━━━━━ Data under study ━━━━━

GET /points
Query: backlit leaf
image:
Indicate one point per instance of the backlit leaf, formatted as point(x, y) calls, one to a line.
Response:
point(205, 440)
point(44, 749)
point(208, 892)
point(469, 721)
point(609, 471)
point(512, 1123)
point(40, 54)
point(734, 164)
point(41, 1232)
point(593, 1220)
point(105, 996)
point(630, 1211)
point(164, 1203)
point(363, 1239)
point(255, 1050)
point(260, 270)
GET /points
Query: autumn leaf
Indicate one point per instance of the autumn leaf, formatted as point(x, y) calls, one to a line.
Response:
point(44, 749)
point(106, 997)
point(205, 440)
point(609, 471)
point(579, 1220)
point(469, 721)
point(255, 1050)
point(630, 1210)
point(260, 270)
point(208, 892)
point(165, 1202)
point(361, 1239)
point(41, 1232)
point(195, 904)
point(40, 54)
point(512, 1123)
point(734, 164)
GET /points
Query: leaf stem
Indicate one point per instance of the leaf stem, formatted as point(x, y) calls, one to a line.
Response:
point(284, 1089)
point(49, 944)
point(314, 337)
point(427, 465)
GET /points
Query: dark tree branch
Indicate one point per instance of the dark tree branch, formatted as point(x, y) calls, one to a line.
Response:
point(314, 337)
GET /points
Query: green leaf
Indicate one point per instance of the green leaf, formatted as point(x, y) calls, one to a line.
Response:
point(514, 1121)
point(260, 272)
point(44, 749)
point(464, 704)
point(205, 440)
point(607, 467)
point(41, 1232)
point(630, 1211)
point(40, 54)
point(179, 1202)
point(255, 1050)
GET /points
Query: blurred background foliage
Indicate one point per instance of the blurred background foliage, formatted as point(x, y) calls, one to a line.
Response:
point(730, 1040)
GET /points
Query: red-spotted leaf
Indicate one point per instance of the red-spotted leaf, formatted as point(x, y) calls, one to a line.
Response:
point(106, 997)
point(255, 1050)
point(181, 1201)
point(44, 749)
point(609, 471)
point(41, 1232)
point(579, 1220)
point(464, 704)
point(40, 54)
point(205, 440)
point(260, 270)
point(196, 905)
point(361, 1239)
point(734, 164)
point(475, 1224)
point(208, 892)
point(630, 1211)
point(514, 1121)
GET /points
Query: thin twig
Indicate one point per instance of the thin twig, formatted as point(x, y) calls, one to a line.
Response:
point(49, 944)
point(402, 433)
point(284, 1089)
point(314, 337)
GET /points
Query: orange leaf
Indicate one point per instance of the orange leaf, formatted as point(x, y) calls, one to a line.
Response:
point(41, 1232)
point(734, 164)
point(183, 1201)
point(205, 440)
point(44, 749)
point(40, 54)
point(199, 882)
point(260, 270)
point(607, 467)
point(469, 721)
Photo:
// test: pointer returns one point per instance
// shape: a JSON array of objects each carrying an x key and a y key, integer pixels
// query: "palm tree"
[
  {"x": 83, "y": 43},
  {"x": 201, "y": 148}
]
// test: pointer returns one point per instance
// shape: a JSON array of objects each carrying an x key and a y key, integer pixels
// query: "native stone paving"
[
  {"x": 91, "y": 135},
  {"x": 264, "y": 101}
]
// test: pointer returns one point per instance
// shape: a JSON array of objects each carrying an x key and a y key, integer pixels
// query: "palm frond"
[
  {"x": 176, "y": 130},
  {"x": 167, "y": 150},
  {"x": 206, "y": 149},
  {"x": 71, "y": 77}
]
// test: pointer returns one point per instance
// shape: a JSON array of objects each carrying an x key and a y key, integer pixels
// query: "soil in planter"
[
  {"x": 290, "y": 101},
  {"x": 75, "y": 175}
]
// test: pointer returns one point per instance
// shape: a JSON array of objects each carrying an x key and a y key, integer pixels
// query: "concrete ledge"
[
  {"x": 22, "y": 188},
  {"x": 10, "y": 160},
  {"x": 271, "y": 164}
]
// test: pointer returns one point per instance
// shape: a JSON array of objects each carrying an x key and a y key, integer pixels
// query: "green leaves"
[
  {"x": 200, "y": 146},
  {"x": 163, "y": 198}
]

━━━━━

[Assignment]:
Could you reproduce all of the entries exactly as they appear?

[Exercise response]:
GET /points
Query: backlit leaf
image:
Indicate one point per instance of the backlit leaf, formatted as point(x, y) calls, one to a line.
Response:
point(205, 440)
point(44, 749)
point(208, 892)
point(469, 721)
point(609, 471)
point(512, 1123)
point(40, 54)
point(734, 164)
point(41, 1232)
point(593, 1220)
point(105, 996)
point(630, 1211)
point(164, 1203)
point(363, 1239)
point(255, 1050)
point(260, 270)
GET /points
Query: autumn leaf
Indicate one point per instance of the autumn leaf, formatted as point(x, y) calls, one to a line.
Response:
point(44, 749)
point(106, 997)
point(205, 440)
point(609, 471)
point(579, 1220)
point(469, 721)
point(255, 1050)
point(630, 1210)
point(260, 270)
point(208, 892)
point(165, 1202)
point(361, 1239)
point(41, 1232)
point(195, 904)
point(40, 54)
point(512, 1123)
point(734, 164)
GET /points
Query: leaf stem
Indicate one point per instance of the leaf stem, formatted as point(x, y) calls, one to a line.
Response:
point(284, 1089)
point(49, 944)
point(314, 337)
point(427, 465)
GET /points
Query: dark tree branch
Indicate one point per instance of the dark tree branch, formatted as point(x, y) calls, one to a line.
Response:
point(314, 337)
GET /points
Query: green leaf
Indicate one point per instance of the green leaf, formatted as point(x, y) calls, one to a line.
Response:
point(514, 1121)
point(260, 272)
point(44, 749)
point(464, 704)
point(205, 440)
point(607, 467)
point(41, 1232)
point(630, 1211)
point(40, 54)
point(179, 1202)
point(255, 1050)
GET /points
Query: blurred background foliage
Indicate one point per instance of the blurred background foliage, formatted as point(x, y) calls, one to a line.
Response:
point(730, 1040)
GET /points
Query: red-spotted leaf
Indicate one point per instance of the red-spotted leaf, formatted as point(x, y) calls, one to a line.
Response:
point(106, 997)
point(255, 1050)
point(181, 1201)
point(44, 749)
point(609, 471)
point(41, 1232)
point(579, 1220)
point(464, 704)
point(40, 54)
point(205, 440)
point(260, 270)
point(196, 905)
point(361, 1239)
point(734, 164)
point(475, 1224)
point(208, 892)
point(630, 1211)
point(514, 1121)
GET /points
Query: thin twig
Indicate one point per instance of the thin twig, formatted as point(x, y) calls, one to a line.
Response:
point(49, 944)
point(402, 433)
point(284, 1089)
point(314, 337)
GET /points
Query: orange leaf
Indicate one point per instance of the orange leaf, formatted as point(x, y) calls, one to a line.
Response:
point(41, 1232)
point(734, 164)
point(183, 1201)
point(205, 440)
point(44, 749)
point(40, 54)
point(199, 882)
point(260, 270)
point(607, 467)
point(469, 721)
Photo:
// test: pointer returns one point per instance
// shape: a JSON array of objects each carrying an x key and a y key, integer pixels
// query: "palm tree"
[
  {"x": 83, "y": 43},
  {"x": 201, "y": 148}
]
// test: pointer returns one point per instance
// shape: a JSON array of objects each carrying an x key and a y key, integer pixels
// query: "native stone paving"
[
  {"x": 91, "y": 135},
  {"x": 264, "y": 101}
]
// test: pointer returns one point per instance
// shape: a JSON array of objects each carrying an x key and a y key, integer pixels
// query: "palm frond"
[
  {"x": 176, "y": 130},
  {"x": 167, "y": 150},
  {"x": 206, "y": 149},
  {"x": 71, "y": 77}
]
// test: pointer returns one point per instance
// shape: a JSON array of objects each carrying an x key and a y key, integer pixels
// query: "soil in planter"
[
  {"x": 290, "y": 101},
  {"x": 75, "y": 175}
]
// test: pointer returns one point per instance
// shape: a JSON array of objects each carrying an x key and a y key, integer pixels
// query: "concrete ledge"
[
  {"x": 22, "y": 188},
  {"x": 10, "y": 160},
  {"x": 271, "y": 164}
]
// test: pointer returns one point per instance
// shape: a JSON array of objects each carrying an x key and a y key, integer pixels
// query: "green leaves"
[
  {"x": 200, "y": 146},
  {"x": 163, "y": 198}
]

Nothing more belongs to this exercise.